* Text for analysis:
PARIS, July 3 — On June 24, nearly 2,000,000 workers protested the bosses’ government’s pension “reform” which will cut pensions by up to 40% over the next 40 years and raise the minimum age for a partial pension to 62 as well as the minimum age for a full pension to 67. The 1.9 million demonstrated in 201 rallies and marches across France. In Paris, 130,000 marched.
Thousands struck — almost 20% of civil servants, 16% of local government workers, and 12.5% of hospital workers as well as half the Finance Ministry workers. These figures doubled the number striking during the previous May 27 action.
Polls reported two-thirds of the country supported the June 24 actions and 56% oppose the government’s retirement “reform.” Half of those opposing the reform said they would fight it.
Pushing back the legal retirement age will especially penalize the working class, most of whom don’t attend college and consequently begin working earlier.

(Point localization data)
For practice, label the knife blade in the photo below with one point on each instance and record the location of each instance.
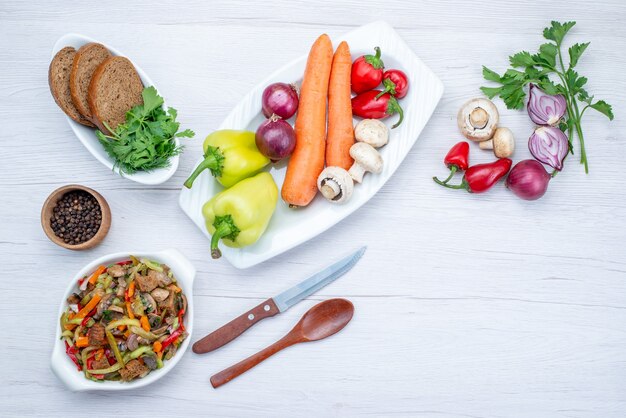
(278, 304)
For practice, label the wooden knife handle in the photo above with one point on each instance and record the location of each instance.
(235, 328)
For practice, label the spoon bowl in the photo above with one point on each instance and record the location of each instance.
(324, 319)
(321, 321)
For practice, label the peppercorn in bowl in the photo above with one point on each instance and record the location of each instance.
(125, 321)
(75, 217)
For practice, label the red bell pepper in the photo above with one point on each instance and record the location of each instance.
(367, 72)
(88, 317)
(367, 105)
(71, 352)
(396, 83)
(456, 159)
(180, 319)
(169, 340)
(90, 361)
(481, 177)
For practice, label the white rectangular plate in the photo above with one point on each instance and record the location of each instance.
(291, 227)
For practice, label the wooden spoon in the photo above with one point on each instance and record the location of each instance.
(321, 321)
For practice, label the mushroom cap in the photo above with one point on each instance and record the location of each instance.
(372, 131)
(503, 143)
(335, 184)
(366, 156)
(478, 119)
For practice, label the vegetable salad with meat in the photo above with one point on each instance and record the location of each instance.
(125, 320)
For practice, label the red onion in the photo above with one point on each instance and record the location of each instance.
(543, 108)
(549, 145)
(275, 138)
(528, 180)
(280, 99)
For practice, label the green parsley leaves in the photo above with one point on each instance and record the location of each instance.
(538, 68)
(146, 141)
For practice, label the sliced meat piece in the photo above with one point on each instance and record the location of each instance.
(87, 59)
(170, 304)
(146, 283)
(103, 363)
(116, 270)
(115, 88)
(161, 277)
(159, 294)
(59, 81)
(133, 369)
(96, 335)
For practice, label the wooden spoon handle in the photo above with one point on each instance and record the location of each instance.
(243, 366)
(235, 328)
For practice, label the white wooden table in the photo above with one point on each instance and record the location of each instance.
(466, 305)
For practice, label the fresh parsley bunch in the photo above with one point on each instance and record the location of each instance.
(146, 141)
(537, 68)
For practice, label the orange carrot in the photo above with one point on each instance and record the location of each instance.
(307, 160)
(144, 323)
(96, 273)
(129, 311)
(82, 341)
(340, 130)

...

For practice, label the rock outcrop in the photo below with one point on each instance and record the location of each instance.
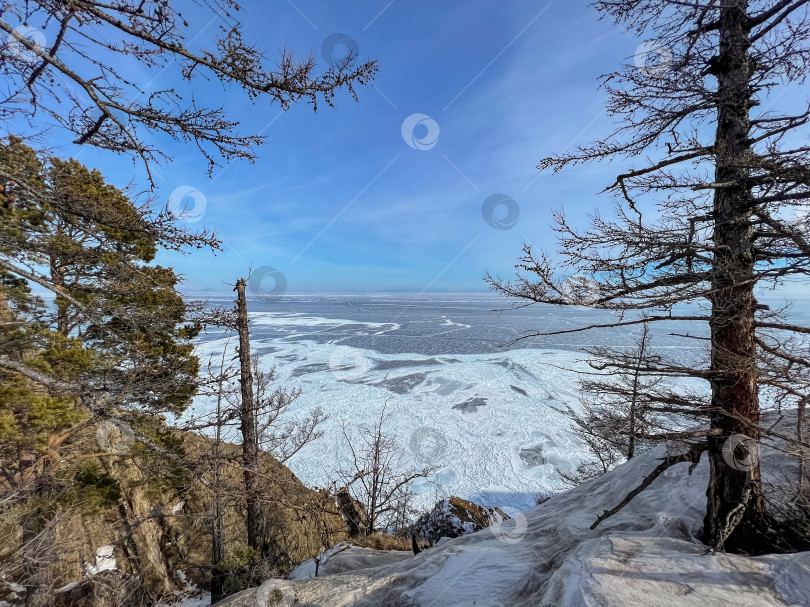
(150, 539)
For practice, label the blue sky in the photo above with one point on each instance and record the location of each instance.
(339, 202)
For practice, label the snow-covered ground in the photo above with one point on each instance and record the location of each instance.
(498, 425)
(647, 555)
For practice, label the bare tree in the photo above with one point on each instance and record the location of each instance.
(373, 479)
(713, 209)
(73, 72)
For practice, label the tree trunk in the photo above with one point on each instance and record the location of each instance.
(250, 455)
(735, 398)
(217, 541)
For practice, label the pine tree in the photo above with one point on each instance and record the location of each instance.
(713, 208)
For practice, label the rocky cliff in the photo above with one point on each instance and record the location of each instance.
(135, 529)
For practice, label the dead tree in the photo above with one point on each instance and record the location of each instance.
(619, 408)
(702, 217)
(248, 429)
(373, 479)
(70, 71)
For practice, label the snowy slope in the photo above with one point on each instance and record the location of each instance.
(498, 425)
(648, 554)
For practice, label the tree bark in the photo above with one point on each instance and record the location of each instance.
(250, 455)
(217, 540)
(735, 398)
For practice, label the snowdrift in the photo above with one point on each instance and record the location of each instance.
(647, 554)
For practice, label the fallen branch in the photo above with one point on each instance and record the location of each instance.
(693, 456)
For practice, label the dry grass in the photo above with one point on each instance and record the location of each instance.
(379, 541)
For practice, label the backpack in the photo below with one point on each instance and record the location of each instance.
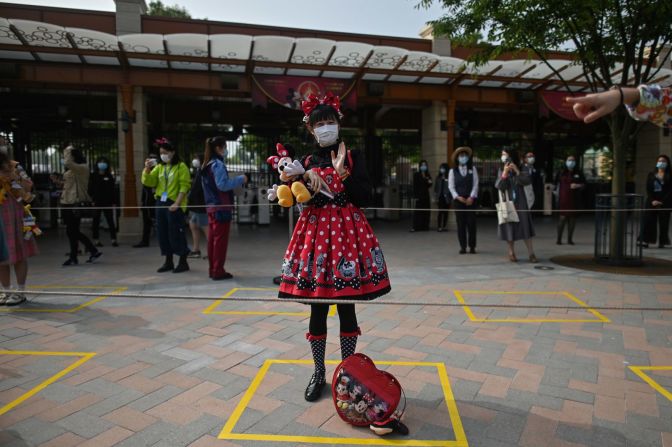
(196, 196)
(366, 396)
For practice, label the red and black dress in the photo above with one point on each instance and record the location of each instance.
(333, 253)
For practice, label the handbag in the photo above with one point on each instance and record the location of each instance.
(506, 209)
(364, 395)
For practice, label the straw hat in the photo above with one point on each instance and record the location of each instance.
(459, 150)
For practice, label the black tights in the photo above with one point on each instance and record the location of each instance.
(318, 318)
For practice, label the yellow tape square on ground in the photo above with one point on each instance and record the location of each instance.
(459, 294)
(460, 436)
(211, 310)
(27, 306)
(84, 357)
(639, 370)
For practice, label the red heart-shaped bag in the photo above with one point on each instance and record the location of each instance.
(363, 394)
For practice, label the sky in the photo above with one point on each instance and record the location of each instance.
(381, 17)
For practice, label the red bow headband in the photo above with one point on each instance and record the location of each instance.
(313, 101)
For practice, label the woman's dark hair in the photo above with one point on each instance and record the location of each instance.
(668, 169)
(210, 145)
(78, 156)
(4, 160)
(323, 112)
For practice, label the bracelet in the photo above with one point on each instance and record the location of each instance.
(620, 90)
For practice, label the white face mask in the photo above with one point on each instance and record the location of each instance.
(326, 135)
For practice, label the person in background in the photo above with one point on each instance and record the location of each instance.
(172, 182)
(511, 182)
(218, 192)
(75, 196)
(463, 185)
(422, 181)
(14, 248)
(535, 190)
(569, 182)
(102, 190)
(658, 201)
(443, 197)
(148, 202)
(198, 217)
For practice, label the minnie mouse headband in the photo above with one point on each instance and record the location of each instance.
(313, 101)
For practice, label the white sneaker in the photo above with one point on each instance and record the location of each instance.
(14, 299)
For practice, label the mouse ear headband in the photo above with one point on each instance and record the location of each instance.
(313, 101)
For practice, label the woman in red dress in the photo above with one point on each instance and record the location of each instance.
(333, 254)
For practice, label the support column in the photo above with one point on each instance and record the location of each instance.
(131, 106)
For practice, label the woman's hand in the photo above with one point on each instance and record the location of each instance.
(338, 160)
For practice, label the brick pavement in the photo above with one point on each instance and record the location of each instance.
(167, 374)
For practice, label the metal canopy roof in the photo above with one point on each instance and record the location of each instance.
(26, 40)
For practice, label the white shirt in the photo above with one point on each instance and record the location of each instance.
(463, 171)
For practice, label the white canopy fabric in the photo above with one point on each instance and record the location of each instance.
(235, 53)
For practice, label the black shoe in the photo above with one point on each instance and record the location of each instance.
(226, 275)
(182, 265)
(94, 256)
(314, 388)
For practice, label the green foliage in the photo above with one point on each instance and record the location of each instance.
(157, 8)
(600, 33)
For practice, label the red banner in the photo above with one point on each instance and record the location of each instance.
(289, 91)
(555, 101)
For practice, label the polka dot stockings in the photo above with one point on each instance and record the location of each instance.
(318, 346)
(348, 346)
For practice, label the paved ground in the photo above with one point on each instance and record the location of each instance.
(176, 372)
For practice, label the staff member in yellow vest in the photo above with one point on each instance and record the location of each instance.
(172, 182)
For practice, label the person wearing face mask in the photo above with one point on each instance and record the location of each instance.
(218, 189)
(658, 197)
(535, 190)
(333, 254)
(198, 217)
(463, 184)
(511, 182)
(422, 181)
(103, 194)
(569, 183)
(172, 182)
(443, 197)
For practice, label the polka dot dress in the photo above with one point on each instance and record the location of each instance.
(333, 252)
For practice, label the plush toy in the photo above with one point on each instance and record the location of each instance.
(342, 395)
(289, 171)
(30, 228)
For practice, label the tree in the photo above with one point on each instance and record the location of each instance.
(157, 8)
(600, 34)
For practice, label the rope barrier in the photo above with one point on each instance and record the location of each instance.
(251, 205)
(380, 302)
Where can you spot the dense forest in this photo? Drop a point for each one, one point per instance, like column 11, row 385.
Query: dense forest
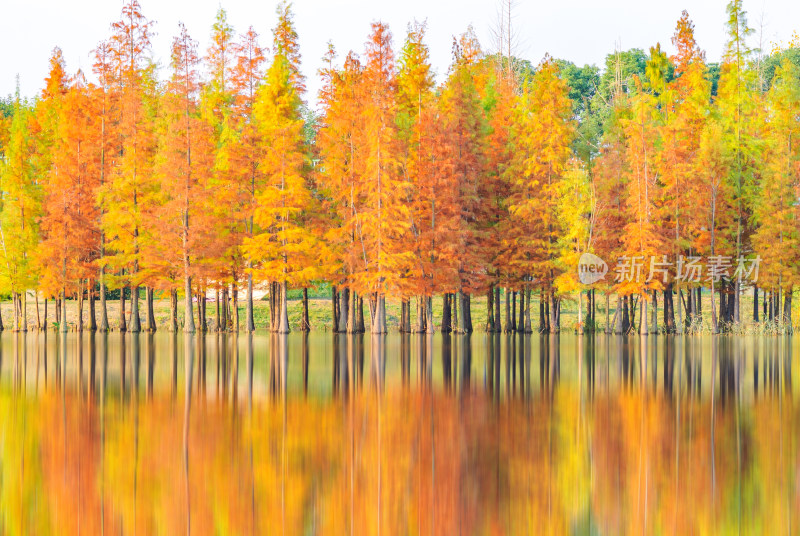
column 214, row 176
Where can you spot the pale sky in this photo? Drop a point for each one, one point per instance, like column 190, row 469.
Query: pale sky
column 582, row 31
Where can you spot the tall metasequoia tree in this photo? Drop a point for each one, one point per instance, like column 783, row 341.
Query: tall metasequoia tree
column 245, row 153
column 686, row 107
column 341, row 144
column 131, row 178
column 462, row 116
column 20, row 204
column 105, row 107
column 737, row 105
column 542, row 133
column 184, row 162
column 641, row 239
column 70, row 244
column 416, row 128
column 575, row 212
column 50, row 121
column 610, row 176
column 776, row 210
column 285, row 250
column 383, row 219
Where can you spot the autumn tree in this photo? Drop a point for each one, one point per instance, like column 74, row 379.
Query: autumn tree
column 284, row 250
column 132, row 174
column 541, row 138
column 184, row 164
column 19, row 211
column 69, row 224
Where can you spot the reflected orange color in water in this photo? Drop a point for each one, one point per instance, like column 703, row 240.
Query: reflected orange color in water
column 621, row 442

---

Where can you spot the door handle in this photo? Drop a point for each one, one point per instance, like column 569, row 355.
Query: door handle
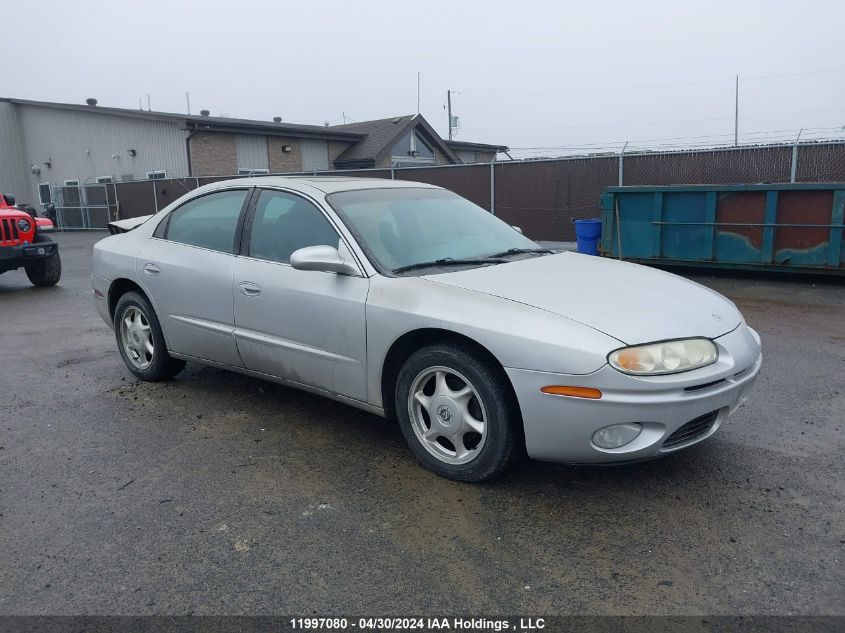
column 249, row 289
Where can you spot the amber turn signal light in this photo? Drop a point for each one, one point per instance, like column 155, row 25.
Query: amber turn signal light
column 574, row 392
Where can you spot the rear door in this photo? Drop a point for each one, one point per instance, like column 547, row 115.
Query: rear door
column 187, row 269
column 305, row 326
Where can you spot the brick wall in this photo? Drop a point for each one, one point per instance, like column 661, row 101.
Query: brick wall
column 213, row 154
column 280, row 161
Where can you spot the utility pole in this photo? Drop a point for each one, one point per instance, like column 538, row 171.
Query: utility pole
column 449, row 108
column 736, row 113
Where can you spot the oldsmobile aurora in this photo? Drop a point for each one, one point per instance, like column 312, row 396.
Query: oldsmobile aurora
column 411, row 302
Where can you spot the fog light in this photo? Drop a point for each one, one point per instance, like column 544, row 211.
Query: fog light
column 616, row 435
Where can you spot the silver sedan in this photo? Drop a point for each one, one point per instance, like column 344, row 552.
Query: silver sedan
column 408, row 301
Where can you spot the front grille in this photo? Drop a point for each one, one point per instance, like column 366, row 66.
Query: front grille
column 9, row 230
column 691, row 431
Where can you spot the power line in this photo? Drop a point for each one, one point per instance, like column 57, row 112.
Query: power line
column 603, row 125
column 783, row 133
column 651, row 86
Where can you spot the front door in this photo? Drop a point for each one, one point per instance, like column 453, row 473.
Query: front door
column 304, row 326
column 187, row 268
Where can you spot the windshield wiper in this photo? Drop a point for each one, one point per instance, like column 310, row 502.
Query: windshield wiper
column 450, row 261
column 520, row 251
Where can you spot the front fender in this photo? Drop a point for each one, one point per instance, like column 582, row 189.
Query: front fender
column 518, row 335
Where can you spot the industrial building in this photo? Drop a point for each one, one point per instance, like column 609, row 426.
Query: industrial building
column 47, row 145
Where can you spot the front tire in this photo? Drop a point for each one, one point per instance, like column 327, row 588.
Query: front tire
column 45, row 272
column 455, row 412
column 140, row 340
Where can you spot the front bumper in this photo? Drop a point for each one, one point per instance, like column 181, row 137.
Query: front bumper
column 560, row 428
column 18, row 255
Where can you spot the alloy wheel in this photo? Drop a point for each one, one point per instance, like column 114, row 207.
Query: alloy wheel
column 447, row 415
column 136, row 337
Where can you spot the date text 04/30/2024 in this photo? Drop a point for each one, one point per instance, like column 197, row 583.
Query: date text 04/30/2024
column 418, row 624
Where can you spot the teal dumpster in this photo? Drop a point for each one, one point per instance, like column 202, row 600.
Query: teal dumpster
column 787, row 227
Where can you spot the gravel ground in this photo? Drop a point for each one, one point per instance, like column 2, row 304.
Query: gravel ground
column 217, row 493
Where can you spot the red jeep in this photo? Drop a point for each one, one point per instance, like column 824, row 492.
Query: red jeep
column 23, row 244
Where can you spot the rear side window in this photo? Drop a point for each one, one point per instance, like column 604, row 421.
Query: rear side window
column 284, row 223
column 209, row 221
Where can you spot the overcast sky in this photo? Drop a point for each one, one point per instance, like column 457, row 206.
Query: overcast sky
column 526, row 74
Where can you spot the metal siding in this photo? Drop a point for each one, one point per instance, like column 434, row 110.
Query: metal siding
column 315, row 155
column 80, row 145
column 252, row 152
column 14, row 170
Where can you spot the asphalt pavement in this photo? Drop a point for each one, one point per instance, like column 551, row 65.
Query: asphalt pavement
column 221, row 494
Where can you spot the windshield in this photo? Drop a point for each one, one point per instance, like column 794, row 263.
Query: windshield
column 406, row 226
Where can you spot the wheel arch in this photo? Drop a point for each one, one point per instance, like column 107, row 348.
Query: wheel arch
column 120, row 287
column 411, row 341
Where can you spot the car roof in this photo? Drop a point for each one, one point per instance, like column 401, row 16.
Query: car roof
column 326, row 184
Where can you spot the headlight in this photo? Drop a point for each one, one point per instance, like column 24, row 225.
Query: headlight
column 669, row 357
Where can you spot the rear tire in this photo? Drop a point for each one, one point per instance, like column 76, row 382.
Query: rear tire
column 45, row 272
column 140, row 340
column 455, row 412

* What is expected:
For each statement below, say whether it agrees with the article on the French pension protests above, answering yes or no and quoting the deciding words of the article exactly.
1. More than 100,000 people marched in Paris on June 24.
2. Fewer workers struck on June 24 than during the May 27 action.
3. The reform raises the minimum age for a full pension to 67.

* Result of the exercise:
1. Yes: "In Paris, 130,000 marched."
2. No: "These figures doubled the number striking during the previous May 27 action."
3. Yes: "as well as the minimum age for a full pension to 67."